Stored data entries |

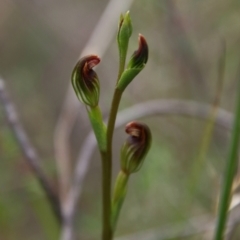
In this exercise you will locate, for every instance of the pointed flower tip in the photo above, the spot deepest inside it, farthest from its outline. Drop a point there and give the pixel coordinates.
(136, 146)
(124, 31)
(85, 81)
(140, 56)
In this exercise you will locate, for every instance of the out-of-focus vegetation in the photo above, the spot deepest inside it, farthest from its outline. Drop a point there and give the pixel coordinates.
(40, 42)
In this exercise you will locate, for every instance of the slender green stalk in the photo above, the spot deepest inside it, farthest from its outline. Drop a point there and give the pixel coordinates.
(229, 174)
(106, 200)
(112, 118)
(99, 128)
(119, 194)
(107, 168)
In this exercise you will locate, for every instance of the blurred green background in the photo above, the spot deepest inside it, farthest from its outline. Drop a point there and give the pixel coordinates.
(40, 42)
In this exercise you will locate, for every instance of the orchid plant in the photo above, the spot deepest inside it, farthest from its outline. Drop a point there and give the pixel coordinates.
(87, 88)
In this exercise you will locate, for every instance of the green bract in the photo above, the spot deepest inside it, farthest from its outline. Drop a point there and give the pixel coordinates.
(136, 147)
(123, 36)
(137, 62)
(85, 81)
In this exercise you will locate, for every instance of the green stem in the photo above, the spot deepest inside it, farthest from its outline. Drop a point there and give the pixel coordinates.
(112, 118)
(106, 200)
(229, 175)
(119, 194)
(99, 128)
(107, 168)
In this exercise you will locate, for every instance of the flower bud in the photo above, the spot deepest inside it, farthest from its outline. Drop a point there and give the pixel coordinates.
(136, 147)
(123, 36)
(85, 81)
(140, 56)
(137, 62)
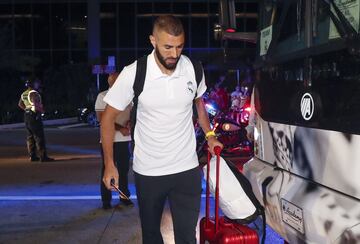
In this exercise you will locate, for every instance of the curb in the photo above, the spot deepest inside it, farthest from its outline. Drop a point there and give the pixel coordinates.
(45, 122)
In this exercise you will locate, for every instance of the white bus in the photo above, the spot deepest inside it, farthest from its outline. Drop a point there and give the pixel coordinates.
(306, 100)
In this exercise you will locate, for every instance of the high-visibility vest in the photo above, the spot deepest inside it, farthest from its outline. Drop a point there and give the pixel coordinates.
(25, 97)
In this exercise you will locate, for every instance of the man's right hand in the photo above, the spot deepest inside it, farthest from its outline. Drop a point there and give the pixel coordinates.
(111, 173)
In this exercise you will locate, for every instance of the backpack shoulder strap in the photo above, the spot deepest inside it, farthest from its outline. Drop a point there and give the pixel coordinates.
(198, 69)
(140, 76)
(138, 87)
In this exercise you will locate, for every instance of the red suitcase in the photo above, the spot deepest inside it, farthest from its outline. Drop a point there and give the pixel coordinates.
(219, 230)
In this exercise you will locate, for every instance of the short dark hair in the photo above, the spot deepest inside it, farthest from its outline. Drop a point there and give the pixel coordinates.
(170, 24)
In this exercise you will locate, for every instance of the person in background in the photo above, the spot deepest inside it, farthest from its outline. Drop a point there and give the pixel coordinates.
(120, 150)
(166, 166)
(30, 102)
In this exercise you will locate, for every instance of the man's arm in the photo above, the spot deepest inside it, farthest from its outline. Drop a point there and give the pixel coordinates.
(107, 129)
(205, 124)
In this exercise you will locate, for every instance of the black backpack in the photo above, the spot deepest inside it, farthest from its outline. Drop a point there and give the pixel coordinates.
(139, 86)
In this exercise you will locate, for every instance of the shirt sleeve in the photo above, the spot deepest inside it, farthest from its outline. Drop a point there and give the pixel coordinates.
(122, 93)
(99, 103)
(202, 87)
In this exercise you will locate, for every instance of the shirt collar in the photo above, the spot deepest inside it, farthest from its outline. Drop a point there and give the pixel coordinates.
(155, 71)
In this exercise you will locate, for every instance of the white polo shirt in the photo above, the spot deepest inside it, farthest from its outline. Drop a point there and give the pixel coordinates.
(164, 131)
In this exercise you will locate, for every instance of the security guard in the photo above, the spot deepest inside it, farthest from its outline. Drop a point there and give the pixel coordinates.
(30, 102)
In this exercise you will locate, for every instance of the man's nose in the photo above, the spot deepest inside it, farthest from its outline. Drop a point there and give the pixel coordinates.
(174, 53)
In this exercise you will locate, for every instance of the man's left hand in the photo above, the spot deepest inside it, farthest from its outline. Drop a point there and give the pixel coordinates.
(212, 143)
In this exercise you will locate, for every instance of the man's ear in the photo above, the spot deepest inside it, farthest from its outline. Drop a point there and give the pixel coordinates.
(152, 40)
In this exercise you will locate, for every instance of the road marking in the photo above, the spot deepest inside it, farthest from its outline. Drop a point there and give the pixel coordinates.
(49, 198)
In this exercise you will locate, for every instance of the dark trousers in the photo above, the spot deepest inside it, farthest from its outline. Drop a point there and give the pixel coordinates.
(183, 191)
(35, 134)
(121, 160)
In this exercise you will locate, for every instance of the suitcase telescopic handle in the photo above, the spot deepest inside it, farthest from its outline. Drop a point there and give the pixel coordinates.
(217, 151)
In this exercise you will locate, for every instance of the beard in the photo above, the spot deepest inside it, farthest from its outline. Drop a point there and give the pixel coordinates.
(162, 60)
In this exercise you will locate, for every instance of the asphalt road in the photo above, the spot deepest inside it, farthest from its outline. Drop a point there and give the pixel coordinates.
(59, 202)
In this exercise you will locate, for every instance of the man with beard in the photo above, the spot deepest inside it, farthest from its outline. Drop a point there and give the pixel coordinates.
(165, 163)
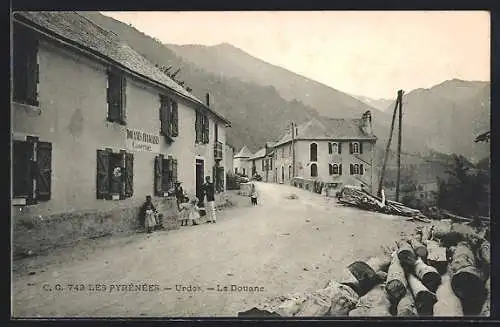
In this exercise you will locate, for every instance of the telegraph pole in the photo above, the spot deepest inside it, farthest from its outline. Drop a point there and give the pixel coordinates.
(398, 178)
(381, 182)
(293, 149)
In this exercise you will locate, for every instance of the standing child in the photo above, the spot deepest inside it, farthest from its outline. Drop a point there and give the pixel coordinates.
(184, 211)
(194, 211)
(253, 194)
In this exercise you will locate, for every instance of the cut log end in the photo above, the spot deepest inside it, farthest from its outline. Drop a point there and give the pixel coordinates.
(396, 290)
(431, 280)
(424, 302)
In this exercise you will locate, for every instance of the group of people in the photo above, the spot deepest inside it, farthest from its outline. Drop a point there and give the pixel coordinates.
(189, 207)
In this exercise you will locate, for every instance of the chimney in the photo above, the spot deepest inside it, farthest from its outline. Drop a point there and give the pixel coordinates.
(366, 124)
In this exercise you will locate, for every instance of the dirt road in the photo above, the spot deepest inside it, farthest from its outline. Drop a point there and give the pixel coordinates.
(278, 247)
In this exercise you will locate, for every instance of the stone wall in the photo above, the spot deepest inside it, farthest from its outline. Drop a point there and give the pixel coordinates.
(37, 234)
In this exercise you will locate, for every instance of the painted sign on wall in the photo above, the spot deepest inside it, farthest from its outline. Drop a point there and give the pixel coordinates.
(137, 140)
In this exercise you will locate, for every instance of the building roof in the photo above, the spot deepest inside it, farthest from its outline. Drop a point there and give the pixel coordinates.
(244, 153)
(328, 129)
(259, 154)
(81, 32)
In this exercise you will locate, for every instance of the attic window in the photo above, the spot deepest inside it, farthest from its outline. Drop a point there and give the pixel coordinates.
(25, 74)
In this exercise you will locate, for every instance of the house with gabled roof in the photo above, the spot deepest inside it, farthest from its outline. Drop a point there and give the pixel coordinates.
(241, 164)
(333, 151)
(96, 128)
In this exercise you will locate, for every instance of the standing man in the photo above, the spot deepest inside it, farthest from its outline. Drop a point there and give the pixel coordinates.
(208, 189)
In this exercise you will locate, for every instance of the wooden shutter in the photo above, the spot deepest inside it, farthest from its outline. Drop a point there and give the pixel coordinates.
(158, 178)
(114, 97)
(32, 71)
(175, 119)
(22, 177)
(167, 174)
(123, 99)
(174, 170)
(43, 171)
(197, 127)
(103, 178)
(129, 174)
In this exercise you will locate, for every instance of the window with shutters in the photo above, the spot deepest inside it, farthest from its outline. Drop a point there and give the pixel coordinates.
(355, 148)
(116, 96)
(169, 117)
(202, 127)
(333, 148)
(165, 170)
(335, 169)
(313, 149)
(32, 170)
(356, 169)
(25, 66)
(314, 170)
(115, 175)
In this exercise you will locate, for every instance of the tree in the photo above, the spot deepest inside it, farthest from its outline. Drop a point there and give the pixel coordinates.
(465, 191)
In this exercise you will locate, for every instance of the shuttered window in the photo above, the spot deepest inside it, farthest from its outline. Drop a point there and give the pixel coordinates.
(165, 175)
(25, 66)
(116, 97)
(169, 117)
(32, 170)
(202, 128)
(115, 175)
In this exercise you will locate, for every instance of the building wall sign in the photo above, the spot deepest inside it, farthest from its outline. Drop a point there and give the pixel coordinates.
(141, 141)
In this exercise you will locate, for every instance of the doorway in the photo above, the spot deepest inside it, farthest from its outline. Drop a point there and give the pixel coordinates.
(200, 173)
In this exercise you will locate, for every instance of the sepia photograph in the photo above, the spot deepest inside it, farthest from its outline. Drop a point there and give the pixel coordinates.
(250, 164)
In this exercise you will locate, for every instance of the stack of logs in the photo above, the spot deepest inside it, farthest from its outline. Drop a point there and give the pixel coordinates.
(421, 277)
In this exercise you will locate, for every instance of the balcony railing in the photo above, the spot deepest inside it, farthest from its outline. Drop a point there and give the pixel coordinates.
(217, 150)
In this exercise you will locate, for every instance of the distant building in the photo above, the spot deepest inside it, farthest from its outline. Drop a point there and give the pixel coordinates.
(241, 164)
(333, 151)
(95, 128)
(257, 162)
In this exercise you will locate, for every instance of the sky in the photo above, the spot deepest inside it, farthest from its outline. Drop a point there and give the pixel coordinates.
(371, 54)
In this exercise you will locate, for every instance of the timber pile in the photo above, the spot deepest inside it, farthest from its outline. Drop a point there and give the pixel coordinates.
(424, 275)
(353, 196)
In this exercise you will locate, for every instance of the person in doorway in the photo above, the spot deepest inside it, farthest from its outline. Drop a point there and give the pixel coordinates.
(209, 192)
(149, 211)
(253, 194)
(179, 194)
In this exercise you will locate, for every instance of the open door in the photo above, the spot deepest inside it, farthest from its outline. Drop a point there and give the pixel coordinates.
(200, 173)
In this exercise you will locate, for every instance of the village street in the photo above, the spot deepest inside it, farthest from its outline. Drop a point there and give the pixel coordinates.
(282, 245)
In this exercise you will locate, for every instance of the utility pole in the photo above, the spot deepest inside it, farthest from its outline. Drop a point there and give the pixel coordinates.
(381, 182)
(293, 149)
(398, 178)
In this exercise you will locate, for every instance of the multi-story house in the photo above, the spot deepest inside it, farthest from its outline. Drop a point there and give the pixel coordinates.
(333, 151)
(96, 127)
(257, 162)
(241, 164)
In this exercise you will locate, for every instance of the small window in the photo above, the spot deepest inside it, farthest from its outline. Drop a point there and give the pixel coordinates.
(355, 147)
(25, 66)
(165, 175)
(313, 149)
(169, 117)
(115, 174)
(116, 96)
(202, 127)
(314, 170)
(32, 170)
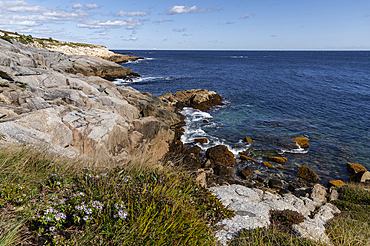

What you have to do | Please arrange the lines from the one containing "of the small" through the end of the entries, inclusive, as a numbered list, leaving out blank lines. Omit the pictures from your answer.

Solution to the problem |
1. In this exercise you will locate, for every instance of the small window in the photo above, the spot deepest inside it, farthest from its outline. Drop a point there and give the pixel coordinates.
2. (355, 147)
3. (25, 66)
4. (165, 175)
5. (313, 149)
6. (169, 117)
7. (115, 174)
8. (116, 96)
9. (202, 127)
10. (314, 170)
11. (32, 170)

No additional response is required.